→ SET TASK
Starting at the line that holds "target | white lab coat", quote every line through the end of the records, both boundary lines included. Omit the pictures.

··· RECORDED INFORMATION ···

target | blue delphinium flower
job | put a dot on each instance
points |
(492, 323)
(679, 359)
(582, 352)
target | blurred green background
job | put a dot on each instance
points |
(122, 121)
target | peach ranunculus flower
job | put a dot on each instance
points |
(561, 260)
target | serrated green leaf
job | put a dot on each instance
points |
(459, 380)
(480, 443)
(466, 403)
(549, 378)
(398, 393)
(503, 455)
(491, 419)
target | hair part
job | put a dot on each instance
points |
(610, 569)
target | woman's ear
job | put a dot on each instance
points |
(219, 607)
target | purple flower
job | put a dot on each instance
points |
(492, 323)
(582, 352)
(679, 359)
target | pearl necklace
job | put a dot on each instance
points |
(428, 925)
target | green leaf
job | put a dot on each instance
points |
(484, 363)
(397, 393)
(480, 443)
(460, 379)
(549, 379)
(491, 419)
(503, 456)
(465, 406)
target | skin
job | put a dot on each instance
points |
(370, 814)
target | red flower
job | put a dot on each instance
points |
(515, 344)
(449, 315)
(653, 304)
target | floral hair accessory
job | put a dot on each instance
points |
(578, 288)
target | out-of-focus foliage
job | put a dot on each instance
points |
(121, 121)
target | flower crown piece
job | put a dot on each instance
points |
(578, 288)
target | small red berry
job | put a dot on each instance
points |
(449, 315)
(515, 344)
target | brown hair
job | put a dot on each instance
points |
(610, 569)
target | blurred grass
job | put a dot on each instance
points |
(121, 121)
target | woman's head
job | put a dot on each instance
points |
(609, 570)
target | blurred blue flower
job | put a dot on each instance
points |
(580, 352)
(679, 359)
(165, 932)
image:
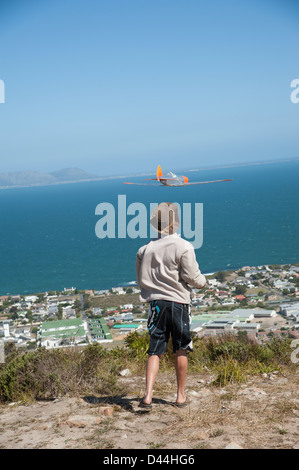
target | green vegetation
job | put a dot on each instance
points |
(95, 370)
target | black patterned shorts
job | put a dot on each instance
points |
(169, 318)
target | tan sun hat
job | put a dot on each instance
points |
(165, 218)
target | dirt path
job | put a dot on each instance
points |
(264, 413)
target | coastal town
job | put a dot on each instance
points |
(257, 301)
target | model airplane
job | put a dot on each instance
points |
(170, 179)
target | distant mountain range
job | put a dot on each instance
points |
(37, 178)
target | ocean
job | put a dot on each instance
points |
(48, 239)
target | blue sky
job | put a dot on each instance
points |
(119, 86)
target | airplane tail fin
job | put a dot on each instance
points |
(159, 173)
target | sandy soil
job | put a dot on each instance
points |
(261, 414)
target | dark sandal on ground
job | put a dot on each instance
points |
(185, 403)
(147, 406)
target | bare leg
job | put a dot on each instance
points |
(152, 368)
(181, 366)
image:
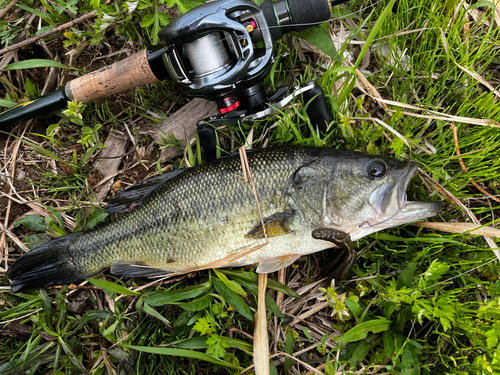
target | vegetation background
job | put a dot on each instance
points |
(409, 79)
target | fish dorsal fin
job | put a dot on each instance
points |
(269, 265)
(134, 196)
(136, 270)
(277, 224)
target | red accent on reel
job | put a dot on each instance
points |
(227, 104)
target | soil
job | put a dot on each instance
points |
(28, 165)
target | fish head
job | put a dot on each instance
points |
(366, 194)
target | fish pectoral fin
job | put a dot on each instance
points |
(340, 266)
(136, 270)
(340, 239)
(269, 265)
(276, 225)
(134, 196)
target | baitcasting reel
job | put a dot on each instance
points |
(221, 51)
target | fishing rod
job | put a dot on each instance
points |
(221, 51)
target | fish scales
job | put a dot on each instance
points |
(197, 218)
(308, 197)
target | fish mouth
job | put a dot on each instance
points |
(382, 197)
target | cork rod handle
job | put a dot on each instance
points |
(124, 75)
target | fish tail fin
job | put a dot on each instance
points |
(44, 266)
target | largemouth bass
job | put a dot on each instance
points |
(311, 199)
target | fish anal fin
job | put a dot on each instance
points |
(269, 265)
(277, 224)
(136, 270)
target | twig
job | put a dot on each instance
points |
(261, 340)
(6, 10)
(48, 33)
(469, 213)
(464, 168)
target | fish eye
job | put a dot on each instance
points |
(377, 169)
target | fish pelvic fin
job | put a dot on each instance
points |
(136, 270)
(277, 224)
(269, 265)
(44, 266)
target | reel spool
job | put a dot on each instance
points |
(211, 50)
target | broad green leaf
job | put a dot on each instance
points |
(113, 287)
(163, 297)
(329, 369)
(361, 330)
(405, 278)
(150, 311)
(183, 353)
(95, 218)
(198, 304)
(389, 308)
(360, 352)
(33, 222)
(43, 151)
(233, 285)
(36, 63)
(200, 343)
(253, 277)
(233, 299)
(389, 346)
(20, 309)
(320, 37)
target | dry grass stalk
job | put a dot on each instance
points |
(460, 228)
(261, 340)
(464, 168)
(469, 213)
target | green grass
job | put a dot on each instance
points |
(440, 292)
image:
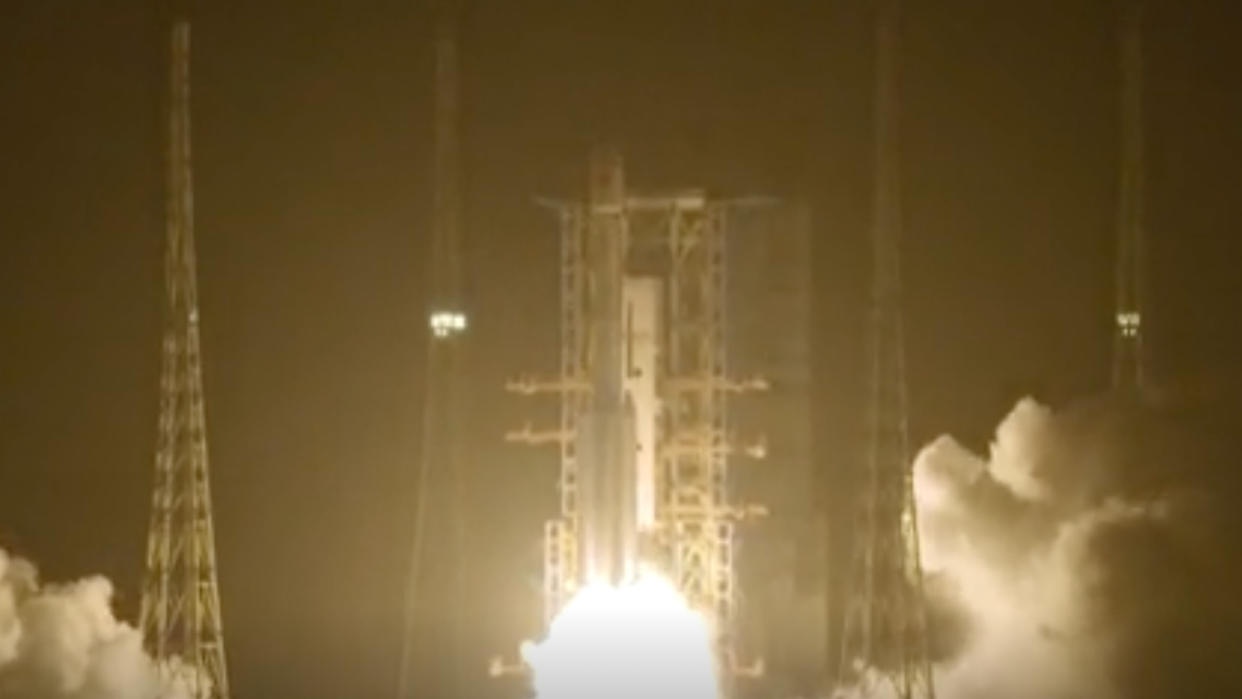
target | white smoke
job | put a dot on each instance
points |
(1040, 545)
(635, 641)
(63, 642)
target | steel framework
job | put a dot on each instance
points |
(679, 239)
(432, 654)
(886, 633)
(180, 604)
(1129, 369)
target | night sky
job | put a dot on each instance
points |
(312, 165)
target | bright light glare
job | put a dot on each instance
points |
(639, 641)
(445, 323)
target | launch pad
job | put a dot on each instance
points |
(643, 438)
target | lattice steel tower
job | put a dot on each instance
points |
(180, 606)
(642, 322)
(1129, 369)
(886, 635)
(432, 652)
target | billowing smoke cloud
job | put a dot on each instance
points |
(1093, 554)
(63, 642)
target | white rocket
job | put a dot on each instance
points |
(617, 432)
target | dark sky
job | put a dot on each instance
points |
(312, 169)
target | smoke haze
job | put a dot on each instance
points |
(1091, 555)
(63, 642)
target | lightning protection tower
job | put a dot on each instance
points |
(432, 653)
(180, 605)
(886, 636)
(1129, 369)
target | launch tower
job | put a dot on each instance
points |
(643, 435)
(886, 635)
(180, 602)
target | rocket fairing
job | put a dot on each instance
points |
(615, 437)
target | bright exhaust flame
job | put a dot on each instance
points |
(636, 641)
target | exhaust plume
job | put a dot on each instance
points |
(1091, 555)
(63, 642)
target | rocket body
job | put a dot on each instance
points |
(615, 436)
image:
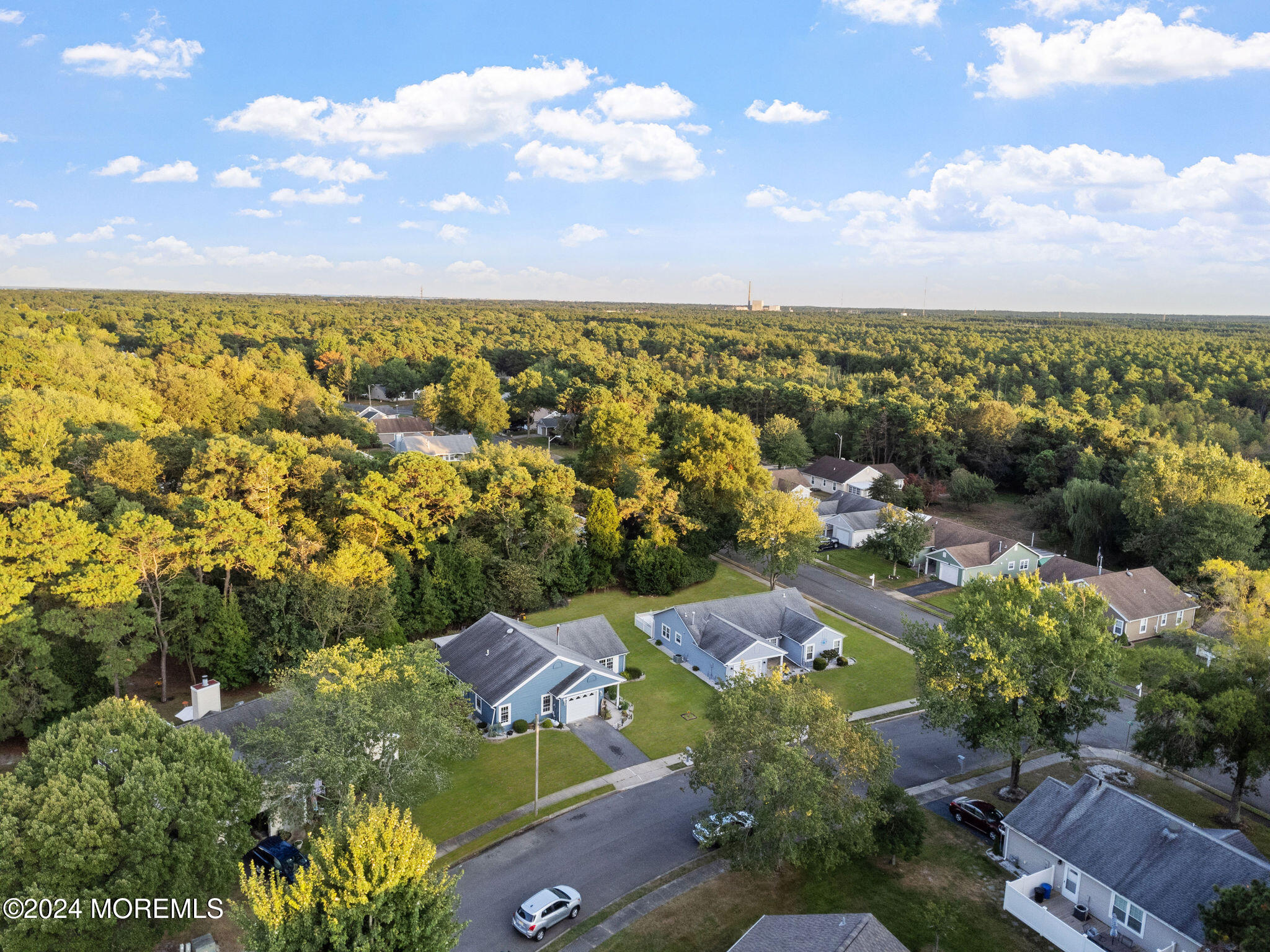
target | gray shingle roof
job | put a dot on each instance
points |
(832, 932)
(1123, 842)
(723, 625)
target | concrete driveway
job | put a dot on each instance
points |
(603, 850)
(609, 743)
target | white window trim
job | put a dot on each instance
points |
(1128, 907)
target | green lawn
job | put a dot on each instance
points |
(863, 562)
(881, 676)
(945, 599)
(500, 778)
(711, 917)
(668, 691)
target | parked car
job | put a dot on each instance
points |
(978, 814)
(710, 831)
(544, 909)
(276, 853)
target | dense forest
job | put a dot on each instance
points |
(179, 479)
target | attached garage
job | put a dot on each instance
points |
(585, 705)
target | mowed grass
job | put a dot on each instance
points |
(711, 917)
(881, 676)
(864, 563)
(500, 778)
(667, 691)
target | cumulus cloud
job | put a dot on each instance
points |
(784, 112)
(234, 177)
(98, 234)
(1070, 205)
(917, 13)
(123, 165)
(484, 106)
(1137, 48)
(463, 202)
(580, 234)
(149, 58)
(173, 172)
(633, 151)
(315, 167)
(636, 103)
(334, 195)
(11, 247)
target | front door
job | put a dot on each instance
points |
(1072, 884)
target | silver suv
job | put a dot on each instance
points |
(546, 908)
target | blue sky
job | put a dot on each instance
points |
(1037, 155)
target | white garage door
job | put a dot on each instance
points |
(582, 706)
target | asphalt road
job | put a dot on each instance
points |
(603, 850)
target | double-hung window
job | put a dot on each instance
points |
(1128, 914)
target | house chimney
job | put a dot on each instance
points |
(205, 699)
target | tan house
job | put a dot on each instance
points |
(1143, 602)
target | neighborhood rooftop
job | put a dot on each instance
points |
(1135, 848)
(830, 932)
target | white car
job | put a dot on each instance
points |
(545, 909)
(710, 831)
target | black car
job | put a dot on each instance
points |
(978, 814)
(276, 853)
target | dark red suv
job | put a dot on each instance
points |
(977, 813)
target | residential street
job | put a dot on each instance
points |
(603, 850)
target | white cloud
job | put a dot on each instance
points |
(579, 234)
(484, 106)
(315, 167)
(149, 58)
(1133, 50)
(784, 112)
(917, 13)
(173, 172)
(123, 165)
(636, 103)
(463, 202)
(334, 195)
(1057, 9)
(98, 234)
(473, 271)
(9, 247)
(633, 151)
(1071, 205)
(234, 177)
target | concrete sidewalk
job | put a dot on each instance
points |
(625, 778)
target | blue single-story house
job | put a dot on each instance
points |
(516, 672)
(760, 631)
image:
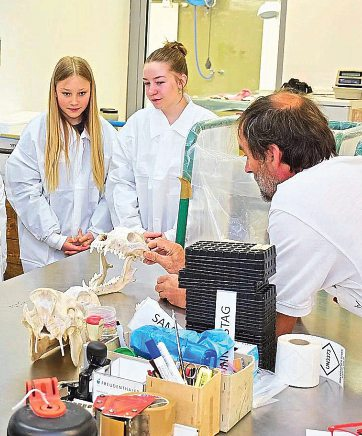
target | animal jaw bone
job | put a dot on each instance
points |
(126, 245)
(56, 319)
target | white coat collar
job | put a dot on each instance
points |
(159, 122)
(84, 135)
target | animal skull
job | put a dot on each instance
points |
(126, 245)
(58, 318)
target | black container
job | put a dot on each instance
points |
(75, 422)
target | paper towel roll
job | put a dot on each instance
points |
(298, 360)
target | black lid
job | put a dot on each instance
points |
(96, 349)
(75, 422)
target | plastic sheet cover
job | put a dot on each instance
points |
(225, 201)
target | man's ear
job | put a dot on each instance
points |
(274, 156)
(183, 80)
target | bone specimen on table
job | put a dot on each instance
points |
(123, 243)
(57, 319)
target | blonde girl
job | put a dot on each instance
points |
(56, 175)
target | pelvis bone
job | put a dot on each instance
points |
(126, 245)
(58, 318)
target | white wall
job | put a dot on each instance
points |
(35, 34)
(322, 36)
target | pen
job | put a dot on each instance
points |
(179, 347)
(170, 363)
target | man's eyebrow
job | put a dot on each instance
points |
(155, 78)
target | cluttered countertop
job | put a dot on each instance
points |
(296, 410)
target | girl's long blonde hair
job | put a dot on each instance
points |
(58, 128)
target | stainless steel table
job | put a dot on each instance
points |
(296, 410)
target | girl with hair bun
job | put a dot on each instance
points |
(143, 188)
(56, 175)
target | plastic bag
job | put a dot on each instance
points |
(203, 348)
(266, 385)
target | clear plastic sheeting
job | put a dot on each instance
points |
(348, 136)
(225, 201)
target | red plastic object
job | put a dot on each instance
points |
(49, 386)
(123, 406)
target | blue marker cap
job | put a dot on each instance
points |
(152, 349)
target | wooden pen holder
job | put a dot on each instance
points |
(197, 407)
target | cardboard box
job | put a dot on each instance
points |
(195, 407)
(236, 396)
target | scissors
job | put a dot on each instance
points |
(193, 374)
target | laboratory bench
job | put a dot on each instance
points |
(296, 410)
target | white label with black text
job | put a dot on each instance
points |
(225, 318)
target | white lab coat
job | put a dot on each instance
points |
(46, 219)
(3, 221)
(143, 188)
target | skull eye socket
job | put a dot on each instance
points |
(132, 237)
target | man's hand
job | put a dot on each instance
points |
(149, 236)
(167, 287)
(86, 239)
(71, 246)
(168, 254)
(285, 324)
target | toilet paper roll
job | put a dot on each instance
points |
(298, 360)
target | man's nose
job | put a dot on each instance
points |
(152, 89)
(74, 100)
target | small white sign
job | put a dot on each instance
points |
(332, 361)
(105, 384)
(333, 357)
(149, 312)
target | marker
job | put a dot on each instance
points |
(170, 363)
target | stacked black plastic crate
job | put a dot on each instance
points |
(233, 266)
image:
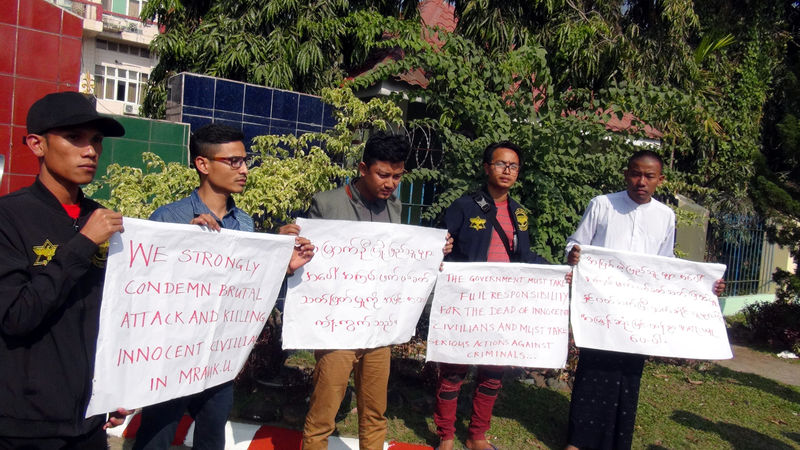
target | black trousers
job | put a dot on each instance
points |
(93, 440)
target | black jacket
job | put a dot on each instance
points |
(51, 281)
(471, 230)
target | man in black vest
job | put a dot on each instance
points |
(487, 225)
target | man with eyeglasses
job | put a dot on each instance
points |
(487, 225)
(221, 161)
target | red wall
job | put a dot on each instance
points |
(40, 53)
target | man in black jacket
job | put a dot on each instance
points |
(487, 225)
(54, 243)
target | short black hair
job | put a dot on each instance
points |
(388, 147)
(489, 151)
(641, 154)
(205, 137)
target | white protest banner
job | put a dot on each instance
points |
(182, 308)
(647, 304)
(366, 286)
(500, 314)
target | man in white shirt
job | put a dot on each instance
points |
(606, 391)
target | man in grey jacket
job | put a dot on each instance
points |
(369, 197)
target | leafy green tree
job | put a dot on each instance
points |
(477, 95)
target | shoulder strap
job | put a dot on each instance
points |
(486, 207)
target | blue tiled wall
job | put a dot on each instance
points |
(256, 110)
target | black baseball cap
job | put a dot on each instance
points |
(69, 109)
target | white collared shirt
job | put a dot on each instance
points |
(615, 221)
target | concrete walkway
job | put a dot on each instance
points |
(242, 436)
(765, 365)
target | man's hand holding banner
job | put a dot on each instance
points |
(181, 309)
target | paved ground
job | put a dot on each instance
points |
(765, 365)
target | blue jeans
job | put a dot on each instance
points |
(209, 409)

···

→ ANSWER BELOW
target | white lab coat
job | put a dot on each instance
points |
(46, 219)
(3, 221)
(143, 188)
target | skull eye socket
job | put a dot on each instance
points |
(132, 237)
target | man's hand
job | put a dot on each instance
points |
(149, 236)
(167, 287)
(86, 239)
(71, 246)
(168, 254)
(285, 324)
target | toilet paper roll
job | put a dot on each instance
points |
(298, 360)
target | man's nose
job | put a dot on each instance
points |
(152, 89)
(74, 100)
target | small white sign
job | put a dot on each instance
points |
(332, 361)
(105, 384)
(333, 357)
(149, 312)
target | marker
job | put a dot on each instance
points |
(170, 363)
target | stacked black plastic crate
job | put a dot on each instance
points |
(233, 266)
image:
target | black trousers
job | put a dot on each instance
points |
(93, 440)
target | black jacket
job | put a dot on each instance
points |
(51, 281)
(471, 230)
target | man in black vest
job | put a dot on each instance
points |
(487, 225)
target | man with eyeglasses
job | put a dot on each instance
points |
(487, 225)
(221, 161)
target | red wall
job | put a dot on each instance
points |
(40, 53)
target | man in black jacket
job | put a dot on each instance
points |
(487, 225)
(54, 243)
target | short black hair
job | put a dot on each instance
points |
(388, 147)
(489, 151)
(641, 154)
(205, 137)
target | white protest banner
job | put a dot on each instance
points |
(182, 308)
(647, 304)
(366, 286)
(500, 314)
target | man in white shirt
job | put a dot on each instance
points |
(606, 391)
target | man in grey jacket
job | put a dot on each instance
points |
(369, 197)
target | leafy green tree
job | put a dot on each instance
points |
(477, 95)
target | shoulder strap
job | put a dot on each instance
points |
(486, 207)
target | blue tiled wall
job | put a dot on each instance
points |
(256, 110)
target | black baseball cap
job | put a dot on each instance
points |
(69, 109)
target | white collared shirt
job | put a dot on each instance
points |
(615, 221)
target | concrete walkway
job | put a dot on each instance
points |
(242, 436)
(765, 365)
target | man's hand holding banner
job | put a dot on each instance
points |
(181, 309)
target | paved ground
job | put a dot on each instance
points |
(765, 365)
target | blue jeans
job | put a dot on each instance
points |
(209, 409)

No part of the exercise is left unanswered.